## JOB
Please extract the records below from the line with "Question: For every instance of the second" up to and including the line with "[(418, 306), (27, 255)]", copying each line character for character. Leave out every other line.
═══
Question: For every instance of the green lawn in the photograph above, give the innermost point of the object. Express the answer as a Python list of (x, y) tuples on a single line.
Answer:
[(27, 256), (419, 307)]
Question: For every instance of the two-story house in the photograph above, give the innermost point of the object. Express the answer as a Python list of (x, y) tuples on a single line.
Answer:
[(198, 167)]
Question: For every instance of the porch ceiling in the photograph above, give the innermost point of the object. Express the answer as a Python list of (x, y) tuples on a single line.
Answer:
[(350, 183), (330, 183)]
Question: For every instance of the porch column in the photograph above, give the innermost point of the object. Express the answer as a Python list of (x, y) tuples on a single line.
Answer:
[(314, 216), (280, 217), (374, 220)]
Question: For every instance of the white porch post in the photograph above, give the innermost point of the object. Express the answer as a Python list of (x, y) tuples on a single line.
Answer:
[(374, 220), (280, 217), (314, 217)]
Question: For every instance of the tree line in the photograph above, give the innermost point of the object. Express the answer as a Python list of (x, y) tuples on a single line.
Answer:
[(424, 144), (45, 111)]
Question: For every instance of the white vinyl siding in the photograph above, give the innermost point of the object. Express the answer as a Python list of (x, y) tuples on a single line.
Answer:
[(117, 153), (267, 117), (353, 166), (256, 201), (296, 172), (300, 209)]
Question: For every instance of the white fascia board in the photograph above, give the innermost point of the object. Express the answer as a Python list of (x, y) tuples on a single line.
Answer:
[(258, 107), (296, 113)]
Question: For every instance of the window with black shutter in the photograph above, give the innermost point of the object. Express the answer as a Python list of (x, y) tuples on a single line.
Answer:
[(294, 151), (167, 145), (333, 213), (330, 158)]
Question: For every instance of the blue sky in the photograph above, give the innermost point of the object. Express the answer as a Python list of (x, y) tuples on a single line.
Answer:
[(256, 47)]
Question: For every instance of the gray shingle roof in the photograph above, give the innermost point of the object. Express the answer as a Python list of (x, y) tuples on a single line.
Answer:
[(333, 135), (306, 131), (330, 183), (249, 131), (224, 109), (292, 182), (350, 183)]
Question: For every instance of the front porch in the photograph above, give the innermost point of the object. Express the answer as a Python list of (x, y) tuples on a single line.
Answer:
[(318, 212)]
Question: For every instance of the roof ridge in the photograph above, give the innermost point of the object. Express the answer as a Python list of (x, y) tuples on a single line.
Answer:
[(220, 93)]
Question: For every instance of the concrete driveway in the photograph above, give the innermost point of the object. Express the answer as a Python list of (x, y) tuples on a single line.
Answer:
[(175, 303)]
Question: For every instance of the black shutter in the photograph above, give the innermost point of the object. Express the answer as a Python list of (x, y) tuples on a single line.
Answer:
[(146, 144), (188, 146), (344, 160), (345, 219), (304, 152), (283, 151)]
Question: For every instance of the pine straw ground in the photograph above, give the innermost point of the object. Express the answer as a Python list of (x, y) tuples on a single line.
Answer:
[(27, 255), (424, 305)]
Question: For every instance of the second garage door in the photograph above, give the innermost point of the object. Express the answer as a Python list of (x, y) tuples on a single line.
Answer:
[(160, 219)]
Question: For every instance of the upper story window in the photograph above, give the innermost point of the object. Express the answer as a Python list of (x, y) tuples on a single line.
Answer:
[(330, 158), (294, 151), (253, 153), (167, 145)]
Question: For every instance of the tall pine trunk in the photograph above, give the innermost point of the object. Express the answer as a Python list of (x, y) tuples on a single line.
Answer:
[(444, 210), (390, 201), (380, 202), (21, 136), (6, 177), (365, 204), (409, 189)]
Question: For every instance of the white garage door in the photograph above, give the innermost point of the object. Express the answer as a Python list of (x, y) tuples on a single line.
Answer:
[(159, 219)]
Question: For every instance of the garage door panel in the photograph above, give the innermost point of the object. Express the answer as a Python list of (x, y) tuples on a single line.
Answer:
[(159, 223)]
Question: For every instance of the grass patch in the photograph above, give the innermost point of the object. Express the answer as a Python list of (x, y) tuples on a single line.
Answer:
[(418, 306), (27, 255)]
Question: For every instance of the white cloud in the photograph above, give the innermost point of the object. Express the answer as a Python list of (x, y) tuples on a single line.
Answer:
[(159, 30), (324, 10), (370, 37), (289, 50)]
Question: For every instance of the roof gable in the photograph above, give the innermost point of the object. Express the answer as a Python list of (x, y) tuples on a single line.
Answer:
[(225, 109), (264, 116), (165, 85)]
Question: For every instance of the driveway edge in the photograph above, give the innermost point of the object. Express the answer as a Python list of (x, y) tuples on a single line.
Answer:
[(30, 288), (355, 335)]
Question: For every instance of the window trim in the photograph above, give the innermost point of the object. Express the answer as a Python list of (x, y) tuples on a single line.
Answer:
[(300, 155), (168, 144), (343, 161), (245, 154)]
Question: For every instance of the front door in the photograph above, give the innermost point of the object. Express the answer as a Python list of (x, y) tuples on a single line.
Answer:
═══
## THE OUTPUT
Question: For every instance of the second garage door in the photograph above, give the innermost point of the object. Express the answer as a Python list of (x, y) tuples on a single line.
Answer:
[(160, 219)]
Question: For every instance of the upper story window in the photograph above, give the innermost point of the object. Express the answer as a Python list of (x, y) tuples on a single line.
Answer:
[(330, 158), (294, 151), (253, 153), (167, 145)]
Question: For every instance of the tall pine trunk in the photograph above, give the innermost point of the object. Express the answer as a Python list of (x, y) tuples on a single line.
Answer:
[(444, 210), (390, 201), (380, 202), (21, 136), (6, 177), (365, 204), (409, 189)]
Question: For every instance of the white garage door in the photograph above, give the innermost point of the object. Express the answer as a Python list of (x, y) tuples on a single line.
Answer:
[(159, 219)]
Question: For every instance of the garage door panel in the photograph above, give the innermost point of the object. Express the answer as a Python list of (x, y) tuples on a single line.
Answer:
[(159, 223)]
Question: For every instance of the grass patch in the photograph above, give the innermost point of the object. Express the answer as a Python list of (x, y) tuples on a single line.
Answer:
[(418, 306), (27, 255)]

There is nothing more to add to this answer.